> THE TASK: Your task is to return the line containing "emit: one SVG" and each line after it through the end of the entries, exactly, with no other lines.

> RECORDS PROVIDED:

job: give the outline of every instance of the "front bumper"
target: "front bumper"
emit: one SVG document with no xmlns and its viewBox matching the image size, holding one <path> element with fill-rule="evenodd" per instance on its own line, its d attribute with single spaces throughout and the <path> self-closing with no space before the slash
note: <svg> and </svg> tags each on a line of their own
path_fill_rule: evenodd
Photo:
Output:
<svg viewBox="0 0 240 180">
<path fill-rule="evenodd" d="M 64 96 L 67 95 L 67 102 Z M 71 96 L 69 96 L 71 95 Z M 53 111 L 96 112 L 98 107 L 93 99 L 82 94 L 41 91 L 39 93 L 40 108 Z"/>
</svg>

> OUTPUT FOR THIS TASK:
emit: one SVG document with no xmlns and its viewBox matching the image size, holding one <path> element with fill-rule="evenodd" per instance on its own line, its d attribute with single spaces throughout and the <path> self-closing with no space before the slash
note: <svg> and </svg> tags each on a line of their own
path_fill_rule: evenodd
Photo:
Output:
<svg viewBox="0 0 240 180">
<path fill-rule="evenodd" d="M 64 96 L 67 95 L 67 102 Z M 71 96 L 69 96 L 71 95 Z M 53 111 L 96 112 L 98 107 L 93 99 L 82 94 L 41 91 L 39 93 L 40 108 Z"/>
</svg>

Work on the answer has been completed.